Exercise brief —
Can you retype every line from the one containing "Give the segmentation of every instance of the white" down to the last line of the records, both ends included, with nothing changed?

[Region annotation items]
____________________

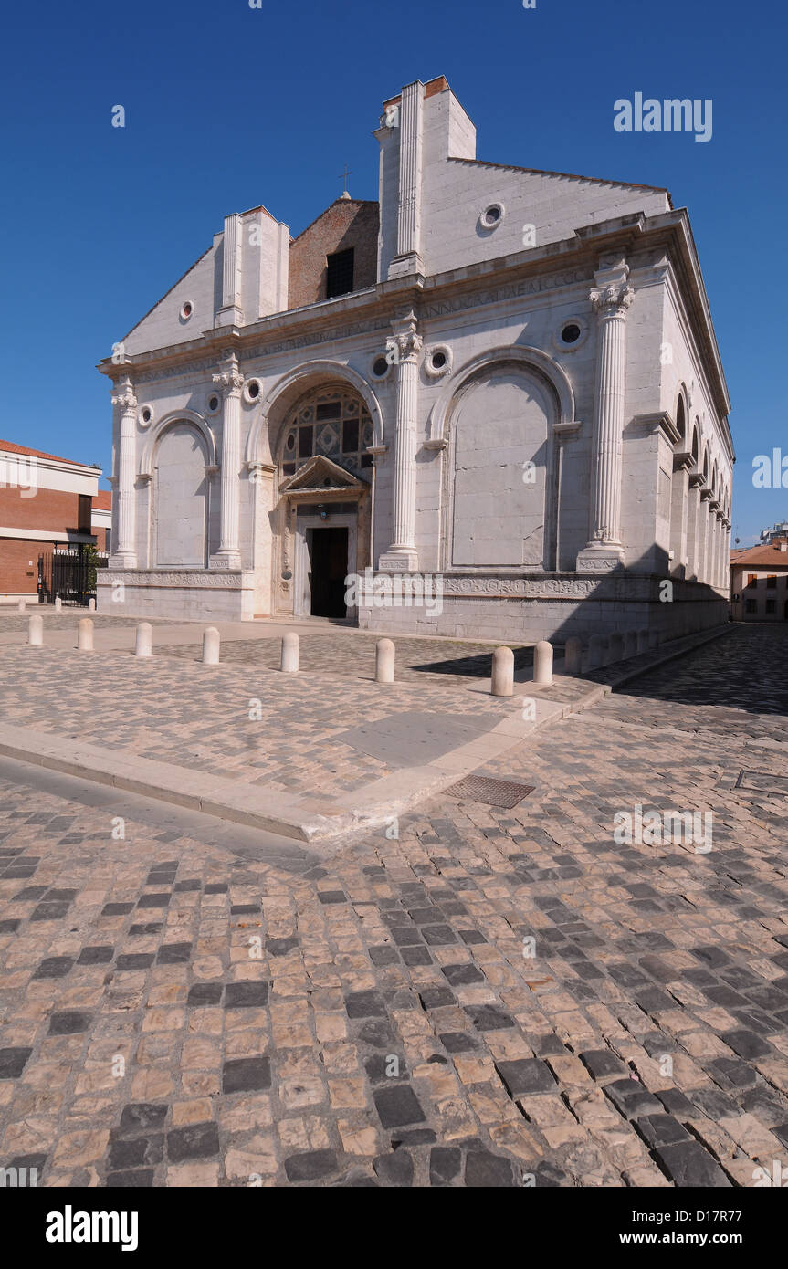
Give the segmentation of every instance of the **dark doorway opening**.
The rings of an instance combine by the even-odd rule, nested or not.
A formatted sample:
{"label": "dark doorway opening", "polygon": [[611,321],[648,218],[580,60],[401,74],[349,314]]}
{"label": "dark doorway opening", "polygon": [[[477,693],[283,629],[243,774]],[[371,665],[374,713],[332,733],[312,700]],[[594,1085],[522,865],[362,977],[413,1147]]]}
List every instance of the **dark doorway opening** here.
{"label": "dark doorway opening", "polygon": [[312,617],[346,617],[348,529],[340,525],[311,529],[310,589]]}

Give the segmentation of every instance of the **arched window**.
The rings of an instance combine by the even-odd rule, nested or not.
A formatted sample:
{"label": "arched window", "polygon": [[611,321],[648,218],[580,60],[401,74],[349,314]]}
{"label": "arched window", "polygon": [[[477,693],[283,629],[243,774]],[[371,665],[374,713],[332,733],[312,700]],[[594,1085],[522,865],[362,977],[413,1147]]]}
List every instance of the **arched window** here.
{"label": "arched window", "polygon": [[317,388],[288,411],[279,447],[282,475],[294,476],[316,456],[358,475],[372,467],[367,450],[373,444],[372,419],[358,393],[344,386]]}

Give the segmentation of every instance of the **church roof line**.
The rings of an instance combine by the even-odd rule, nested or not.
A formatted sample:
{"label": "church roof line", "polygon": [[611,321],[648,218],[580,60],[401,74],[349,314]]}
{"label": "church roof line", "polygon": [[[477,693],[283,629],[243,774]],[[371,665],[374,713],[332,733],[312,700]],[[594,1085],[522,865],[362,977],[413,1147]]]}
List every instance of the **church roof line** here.
{"label": "church roof line", "polygon": [[324,207],[322,212],[318,212],[315,220],[310,221],[310,223],[306,226],[306,228],[301,231],[301,233],[297,233],[294,239],[291,239],[291,246],[293,245],[293,242],[297,242],[299,237],[303,237],[307,230],[311,230],[313,225],[317,225],[320,217],[325,216],[326,212],[330,212],[331,208],[336,207],[338,203],[341,203],[343,207],[346,207],[348,203],[357,203],[359,207],[379,206],[377,198],[343,198],[340,194],[340,197],[335,198],[332,203],[329,203],[327,207]]}
{"label": "church roof line", "polygon": [[626,189],[653,189],[661,194],[667,194],[667,201],[673,209],[673,198],[665,185],[645,185],[638,180],[614,180],[612,176],[581,176],[576,171],[548,171],[544,168],[519,168],[513,162],[491,162],[489,159],[463,159],[449,155],[449,162],[467,162],[476,168],[501,168],[505,171],[524,171],[532,176],[563,176],[566,180],[593,180],[598,185],[623,185]]}

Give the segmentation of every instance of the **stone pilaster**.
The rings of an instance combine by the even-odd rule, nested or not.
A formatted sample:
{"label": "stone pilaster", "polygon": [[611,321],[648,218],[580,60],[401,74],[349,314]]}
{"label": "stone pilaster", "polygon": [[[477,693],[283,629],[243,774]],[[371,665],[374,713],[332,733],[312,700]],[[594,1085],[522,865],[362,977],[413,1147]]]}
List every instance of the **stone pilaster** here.
{"label": "stone pilaster", "polygon": [[225,217],[222,240],[222,307],[216,316],[217,326],[242,326],[241,310],[241,217]]}
{"label": "stone pilaster", "polygon": [[621,539],[622,430],[626,393],[626,319],[634,292],[623,260],[594,274],[590,301],[599,319],[591,536],[577,556],[581,572],[608,572],[626,562]]}
{"label": "stone pilaster", "polygon": [[390,358],[397,367],[397,428],[395,434],[393,478],[393,541],[382,556],[379,567],[391,572],[419,567],[416,555],[416,412],[419,407],[419,353],[421,336],[416,332],[412,310],[392,322],[393,336],[387,340]]}
{"label": "stone pilaster", "polygon": [[115,454],[114,486],[118,504],[112,569],[137,567],[135,471],[137,450],[137,397],[132,381],[126,376],[112,398],[118,411],[118,448]]}
{"label": "stone pilaster", "polygon": [[424,273],[421,260],[421,173],[424,132],[424,84],[416,80],[402,89],[400,105],[400,198],[397,207],[397,254],[388,277]]}
{"label": "stone pilaster", "polygon": [[244,376],[231,354],[223,369],[213,376],[225,398],[222,410],[222,494],[220,509],[220,548],[211,556],[212,569],[240,569],[239,504],[241,478],[241,388]]}

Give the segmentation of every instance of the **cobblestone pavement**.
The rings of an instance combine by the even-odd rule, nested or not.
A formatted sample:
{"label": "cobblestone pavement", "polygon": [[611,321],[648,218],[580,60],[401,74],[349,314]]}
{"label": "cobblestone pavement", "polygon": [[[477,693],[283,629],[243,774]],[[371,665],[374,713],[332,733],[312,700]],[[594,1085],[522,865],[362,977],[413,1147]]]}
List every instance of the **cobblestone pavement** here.
{"label": "cobblestone pavement", "polygon": [[[348,655],[354,643],[345,637],[343,646]],[[452,749],[491,730],[513,708],[487,692],[461,692],[447,676],[381,687],[245,662],[203,666],[194,648],[189,654],[138,660],[126,652],[6,647],[0,659],[4,721],[62,733],[66,746],[74,736],[228,779],[338,794],[404,765],[359,749],[364,737],[351,735],[358,723],[439,726]],[[414,735],[414,761],[417,750]]]}
{"label": "cobblestone pavement", "polygon": [[[788,1167],[787,654],[736,628],[489,764],[534,786],[514,810],[443,794],[324,865],[5,775],[0,1162],[61,1187]],[[713,812],[713,849],[617,843],[637,806]]]}
{"label": "cobblestone pavement", "polygon": [[[299,667],[344,678],[374,679],[374,648],[379,634],[363,634],[341,627],[326,628],[320,634],[299,634]],[[404,638],[392,636],[396,645],[398,683],[452,683],[489,679],[495,645],[456,640]],[[165,656],[194,660],[194,647],[162,647]],[[232,640],[222,646],[222,661],[258,669],[279,669],[278,640]],[[514,648],[515,670],[533,665],[533,647]]]}

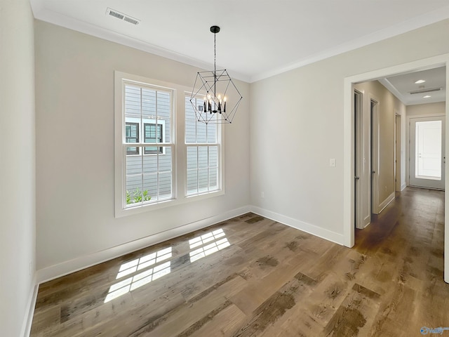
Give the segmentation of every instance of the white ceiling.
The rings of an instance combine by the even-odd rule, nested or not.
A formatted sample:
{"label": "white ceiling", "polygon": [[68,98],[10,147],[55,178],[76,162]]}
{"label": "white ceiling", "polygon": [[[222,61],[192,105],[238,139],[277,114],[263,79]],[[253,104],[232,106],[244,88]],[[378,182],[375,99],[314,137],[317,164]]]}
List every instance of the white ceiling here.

____________________

Task response —
Give the segmentation of every instance of the white ceiling.
The rings of an instance combine by the even-odd rule, nested or not.
A formatted sample:
{"label": "white ceiling", "polygon": [[68,98],[10,147],[55,178],[76,162]]}
{"label": "white ceiling", "polygon": [[[222,61],[192,105],[238,139],[277,114],[263,79]],[[253,104],[232,106],[244,88]],[[378,182],[375,99],[314,137],[317,164]]]}
List every instance of the white ceiling here.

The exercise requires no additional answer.